The data:
▽

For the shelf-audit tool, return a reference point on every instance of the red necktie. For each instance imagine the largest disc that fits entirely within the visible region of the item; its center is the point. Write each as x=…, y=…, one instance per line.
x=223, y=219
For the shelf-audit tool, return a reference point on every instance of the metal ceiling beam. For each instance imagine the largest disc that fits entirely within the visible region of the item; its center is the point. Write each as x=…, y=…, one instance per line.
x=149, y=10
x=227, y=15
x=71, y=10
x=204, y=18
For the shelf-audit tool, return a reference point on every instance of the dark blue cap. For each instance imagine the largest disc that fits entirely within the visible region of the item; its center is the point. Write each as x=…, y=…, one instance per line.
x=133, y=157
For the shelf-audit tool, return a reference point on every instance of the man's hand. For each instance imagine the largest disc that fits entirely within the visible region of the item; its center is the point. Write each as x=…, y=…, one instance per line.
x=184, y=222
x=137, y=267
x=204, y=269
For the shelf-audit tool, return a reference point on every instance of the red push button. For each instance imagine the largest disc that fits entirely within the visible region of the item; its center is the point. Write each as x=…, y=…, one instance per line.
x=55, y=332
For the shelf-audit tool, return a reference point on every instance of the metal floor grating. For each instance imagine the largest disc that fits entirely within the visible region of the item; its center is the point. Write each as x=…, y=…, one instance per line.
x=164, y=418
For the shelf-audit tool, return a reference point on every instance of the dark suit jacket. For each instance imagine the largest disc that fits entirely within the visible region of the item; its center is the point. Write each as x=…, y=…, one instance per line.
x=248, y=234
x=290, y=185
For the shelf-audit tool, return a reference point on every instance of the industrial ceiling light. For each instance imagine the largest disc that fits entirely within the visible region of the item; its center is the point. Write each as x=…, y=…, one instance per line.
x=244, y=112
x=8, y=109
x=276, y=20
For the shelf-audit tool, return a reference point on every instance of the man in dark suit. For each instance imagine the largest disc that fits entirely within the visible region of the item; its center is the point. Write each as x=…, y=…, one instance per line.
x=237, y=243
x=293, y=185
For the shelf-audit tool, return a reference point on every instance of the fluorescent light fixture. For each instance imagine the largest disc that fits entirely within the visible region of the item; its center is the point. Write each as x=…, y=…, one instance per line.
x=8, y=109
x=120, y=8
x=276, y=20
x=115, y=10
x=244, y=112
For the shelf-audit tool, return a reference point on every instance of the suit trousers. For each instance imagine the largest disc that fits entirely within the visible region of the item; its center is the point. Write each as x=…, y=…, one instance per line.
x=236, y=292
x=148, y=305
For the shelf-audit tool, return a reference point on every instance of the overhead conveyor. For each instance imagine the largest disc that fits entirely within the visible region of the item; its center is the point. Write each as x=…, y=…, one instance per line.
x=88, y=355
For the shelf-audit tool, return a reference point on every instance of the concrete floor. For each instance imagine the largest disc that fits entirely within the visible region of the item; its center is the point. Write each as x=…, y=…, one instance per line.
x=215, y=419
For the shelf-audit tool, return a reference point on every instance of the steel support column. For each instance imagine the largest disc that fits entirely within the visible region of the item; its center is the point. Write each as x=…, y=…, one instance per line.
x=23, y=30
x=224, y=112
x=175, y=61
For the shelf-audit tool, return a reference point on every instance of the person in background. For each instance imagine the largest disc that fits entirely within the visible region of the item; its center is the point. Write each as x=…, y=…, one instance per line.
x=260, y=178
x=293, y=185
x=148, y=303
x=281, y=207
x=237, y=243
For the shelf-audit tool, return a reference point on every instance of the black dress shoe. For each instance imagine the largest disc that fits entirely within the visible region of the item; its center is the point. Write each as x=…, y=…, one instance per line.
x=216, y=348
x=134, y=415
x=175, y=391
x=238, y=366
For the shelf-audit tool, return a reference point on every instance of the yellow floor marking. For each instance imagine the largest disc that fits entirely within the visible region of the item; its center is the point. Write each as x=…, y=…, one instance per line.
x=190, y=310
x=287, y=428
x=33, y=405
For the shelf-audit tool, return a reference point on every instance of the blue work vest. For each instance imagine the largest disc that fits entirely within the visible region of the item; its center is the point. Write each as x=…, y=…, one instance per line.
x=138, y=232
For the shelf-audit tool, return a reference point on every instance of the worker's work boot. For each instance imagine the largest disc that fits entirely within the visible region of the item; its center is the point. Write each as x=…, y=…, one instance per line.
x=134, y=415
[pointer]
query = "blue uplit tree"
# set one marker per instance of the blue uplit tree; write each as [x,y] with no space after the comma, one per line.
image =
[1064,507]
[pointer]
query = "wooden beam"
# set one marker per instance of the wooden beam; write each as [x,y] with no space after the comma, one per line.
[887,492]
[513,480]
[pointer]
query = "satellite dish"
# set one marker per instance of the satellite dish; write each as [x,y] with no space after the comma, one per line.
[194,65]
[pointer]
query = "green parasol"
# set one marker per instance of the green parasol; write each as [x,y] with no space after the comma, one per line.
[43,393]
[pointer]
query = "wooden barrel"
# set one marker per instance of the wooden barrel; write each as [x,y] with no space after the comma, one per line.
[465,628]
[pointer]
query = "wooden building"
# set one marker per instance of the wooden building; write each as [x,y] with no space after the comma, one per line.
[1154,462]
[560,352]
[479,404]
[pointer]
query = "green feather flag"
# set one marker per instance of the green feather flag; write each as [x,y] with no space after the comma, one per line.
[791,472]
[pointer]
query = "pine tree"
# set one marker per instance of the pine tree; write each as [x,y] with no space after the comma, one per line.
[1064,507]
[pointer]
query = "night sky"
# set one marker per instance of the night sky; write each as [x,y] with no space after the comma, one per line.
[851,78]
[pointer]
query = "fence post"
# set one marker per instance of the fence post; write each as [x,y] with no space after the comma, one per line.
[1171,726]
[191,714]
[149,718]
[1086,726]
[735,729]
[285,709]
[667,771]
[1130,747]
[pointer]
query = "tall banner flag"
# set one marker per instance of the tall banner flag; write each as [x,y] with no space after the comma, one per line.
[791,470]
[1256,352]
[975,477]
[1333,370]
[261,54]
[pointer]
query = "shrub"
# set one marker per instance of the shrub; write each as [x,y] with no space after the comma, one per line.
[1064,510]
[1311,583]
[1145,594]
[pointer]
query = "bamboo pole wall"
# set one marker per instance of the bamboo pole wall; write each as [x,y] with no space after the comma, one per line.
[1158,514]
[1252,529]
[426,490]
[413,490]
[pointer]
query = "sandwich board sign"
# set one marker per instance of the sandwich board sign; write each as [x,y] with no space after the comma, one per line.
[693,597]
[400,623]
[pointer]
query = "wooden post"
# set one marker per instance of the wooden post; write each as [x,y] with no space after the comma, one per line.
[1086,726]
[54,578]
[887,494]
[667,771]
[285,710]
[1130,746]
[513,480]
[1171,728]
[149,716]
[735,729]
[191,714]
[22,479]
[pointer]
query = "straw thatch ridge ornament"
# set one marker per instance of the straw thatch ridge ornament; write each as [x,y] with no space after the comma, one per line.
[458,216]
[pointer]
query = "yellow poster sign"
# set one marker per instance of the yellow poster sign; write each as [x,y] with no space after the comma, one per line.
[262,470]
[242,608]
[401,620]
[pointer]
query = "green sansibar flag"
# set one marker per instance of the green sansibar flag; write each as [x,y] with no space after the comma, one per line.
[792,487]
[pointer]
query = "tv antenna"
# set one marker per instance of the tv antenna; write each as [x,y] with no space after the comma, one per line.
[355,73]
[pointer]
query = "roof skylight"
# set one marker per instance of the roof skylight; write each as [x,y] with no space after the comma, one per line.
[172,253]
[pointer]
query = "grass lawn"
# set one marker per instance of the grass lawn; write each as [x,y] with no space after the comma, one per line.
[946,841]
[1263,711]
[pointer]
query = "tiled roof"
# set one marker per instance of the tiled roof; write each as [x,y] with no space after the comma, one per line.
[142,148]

△

Exercise brief: Give the listing again, word for word.

Finished exercise:
For the shelf-audit tool, return a reference point on every instance of the red necktie. For each instance imagine the largest disc that fits entirely within the visible region of the item; its center is the point. Write each as x=…, y=…, one instance per line.
x=223, y=219
For the shelf-audit tool, return a reference point on every instance of the metal ceiling beam. For each instance imagine the largest disc that fits entirely within the visible region of the item; its center is the point. Write each as x=…, y=…, one instance per line.
x=149, y=10
x=227, y=15
x=71, y=10
x=204, y=18
For the shelf-audit tool, return a reference point on every instance of the dark blue cap. For each instance imagine the largest disc that fits entirely within the visible region of the item; its center is the point. Write each as x=…, y=…, one instance per line.
x=133, y=157
For the shelf-audit tool, return a reference point on every instance of the man's hand. For each instance imagine the largest disc that fits entirely within the visible region of the item; its center is the point. Write each as x=…, y=…, one instance per line.
x=184, y=222
x=137, y=267
x=204, y=269
For the shelf-audit tool, return a reference point on every instance of the red push button. For each instance imagine the largest disc that fits entirely within the visible region of the item; its center is the point. Write each as x=…, y=…, one instance per line.
x=55, y=332
For the shelf-audit tool, return a reference point on every instance of the metal floor grating. For each instance imagine the largest disc that fits entirely within the visible region of the item; its center is the point. Write each as x=…, y=…, one instance per line.
x=164, y=418
For the shelf-audit tool, return a reference point on every instance of the dark suit jacket. For each instance imagine the largest disc that fits entirely within the visible region of the item; its center is the point. Write each as x=…, y=…, one instance per line.
x=248, y=234
x=290, y=185
For the shelf-audit tool, return a reference point on every instance of the industrial ceiling light. For each instance imagine the largest disc that fits entirely within the visible region of the item; its center is the point. Write each as x=…, y=…, one instance per line.
x=244, y=112
x=8, y=109
x=276, y=20
For the shelf-audit tool, return a reference point on every instance of the man in dark suit. For each instance imagine the largest disc that fits entirely within the visible region of the item; its center is the point. Write each as x=…, y=…, one instance per line.
x=237, y=243
x=293, y=185
For the shelf-audit tool, return a reference point on every instance of the fluorescent light fixture. For each instance imagine the largest disc that fits entirely within the visible region of the item; its center is the point. Write each as x=…, y=…, one instance per line.
x=8, y=109
x=120, y=8
x=276, y=20
x=115, y=10
x=244, y=112
For the shelf-audit tool, return a reference point on every instance of the suit trousers. For each instance imagine the largest disc that fits entirely within the visible region of the item; its center is the point. Write each as x=…, y=…, one instance per line.
x=236, y=292
x=148, y=305
For the shelf-audit tool, return a reference point on every instance of the overhead conveyor. For each instance imagine the largest disc that fits entirely within the visible region of the item; its center is the point. Write each as x=…, y=…, one instance per line.
x=88, y=355
For the shelf-audit tool, return a reference point on every instance of the concrete floor. For each instance imagine the largest disc that fits entirely within the visible region of the item; its center is the point. Write each as x=…, y=…, one instance per line.
x=215, y=419
For the shelf-audit tool, return a reference point on every instance of the steel support column. For each instance imagine the largest disc that fits entirely within the visible region of the item; its center is the point. Write each as x=…, y=…, one instance per line.
x=23, y=30
x=224, y=112
x=175, y=61
For the shelf-audit tool, return a reference point on every instance of the person in background. For each instance imagine the largest disc that fits entirely within the visible region of the item; its center is the point. Write each as x=…, y=…, one instance per line.
x=260, y=178
x=293, y=185
x=148, y=303
x=281, y=207
x=237, y=243
For the shelf-audit tool, return a reference point on every instance of the black dress shoe. For each instance imagine the largest disc that fits entirely within the visible region of the item; its center is the point. Write each as x=…, y=…, one instance per line.
x=216, y=348
x=134, y=415
x=175, y=391
x=238, y=366
For the shelf-audit tool, return a reference point on every instance of the yellow floor marking. For each instance imagine the largest disc that fits entirely within the visible region of the item; its center is the point. Write each as x=…, y=…, one instance per line.
x=190, y=310
x=287, y=428
x=33, y=405
For the shelf-audit tool, return a reference point on every instance of the blue work vest. For each instance imagine the largest disc that fits entirely within the visible region of the item; its center is the point. Write each as x=…, y=…, one instance per line.
x=138, y=232
For the shelf-audit tool, return a reference point on every instance of the worker's work boot. For each instance imagine the largest disc that fits entirely within the visible region of the item; its center is the point. Write each as x=…, y=…, one instance per line.
x=134, y=415
[pointer]
query = "blue uplit tree"
# set one marker per instance of the blue uplit tree; write each as [x,y] with no space after the comma, one per line.
image =
[1064,507]
[pointer]
query = "wooden beam"
# set one marker per instance of the wooden beam; write each as [x,y] with no space after the comma, one per line.
[887,492]
[513,480]
[pointer]
query = "satellite dish"
# set one marker per instance of the satellite dish; write each as [x,y] with no space after the comma, one per line.
[194,65]
[pointer]
query = "green parasol"
# set one marker per instance of the green parasol; write each as [x,y] with no space after the comma, one per line.
[43,393]
[pointer]
query = "wooden barrel"
# set one marker per instance of the wooden barrel; write each as [x,y] with no space after the comma, one per line.
[465,628]
[pointer]
query = "wooden building"
# set one marker per instance of the wooden building; write each as [x,y] with no space after the comma, one per line.
[1154,462]
[560,352]
[479,404]
[pointer]
query = "green feather flag"
# set one marker per instance of the green feather flag; write each as [x,y] with no space after the comma, one per line.
[791,472]
[pointer]
query = "pine tree"
# set one marker per instance of the pine tree; write each as [x,y] with no space after the comma, one per line.
[1064,507]
[pointer]
query = "night sky"
# set one marker per instance of the night sky; write each as [x,y] with no space after the comma, one per line.
[851,78]
[pointer]
query = "fence post"
# set one marker per instance of the fence post; write each as [x,y] with no space after the comma, one per line.
[1171,726]
[191,714]
[149,718]
[1086,726]
[735,729]
[285,709]
[667,771]
[1130,747]
[pointer]
query = "tall banner flag"
# set one marker per instance of the tall banner flag; write each as [x,y] with no space after the comma, one per line.
[791,470]
[1256,352]
[975,477]
[1333,370]
[261,54]
[pointer]
query = "shrub"
# set one marker per instance of the shrub; write each as [x,y] with no space after the comma, one per line.
[1064,510]
[1311,583]
[1145,594]
[pointer]
query = "bamboo pole wall"
# set one marker per instance of the bamboo pole wall; write each as [x,y] with no space after the comma, one per line.
[1158,514]
[1252,529]
[426,490]
[413,490]
[pointer]
query = "sandwich board sign"
# set one marker per instance of the sandwich board sign; write each as [x,y] with no space after the comma, one per line.
[693,597]
[400,623]
[pointer]
query = "wooden post"
# set one marker per instance of the wooden post; write each as [x,y] with no space after the comma, one per line.
[1086,726]
[54,578]
[887,494]
[667,771]
[285,710]
[1130,746]
[513,480]
[1171,728]
[149,716]
[735,729]
[191,714]
[22,479]
[pointer]
query = "straw thatch ridge ornament"
# set one marker per instance of the straw thatch ridge ornament; write each as [x,y] with no space after the comma, one per line.
[458,216]
[pointer]
query = "yellow poster sign"
# set one marker per instance of the yellow poster sign; write each as [x,y] with no space after the comma, one per line.
[262,470]
[242,608]
[401,620]
[pointer]
query = "green sansibar flag"
# set one marker per instance of the green sansibar flag; write each as [x,y] with no space after the comma, one per line.
[792,487]
[pointer]
query = "tv antenna"
# set one marker per instance of the tv antenna; write each as [x,y] with no space after the comma, one per line.
[355,73]
[pointer]
query = "roof skylight"
# set one marker per instance of the roof skylight; write each as [x,y] with no space after the comma, one per line.
[172,253]
[pointer]
query = "grass lawn"
# set one marker per instance of the grass lawn; write each as [x,y] with no space after the comma, one per line.
[946,841]
[1263,711]
[pointer]
query = "tiled roof"
# set one marker per instance of the tiled roof; write each as [x,y] with no space after the comma, one per line.
[142,148]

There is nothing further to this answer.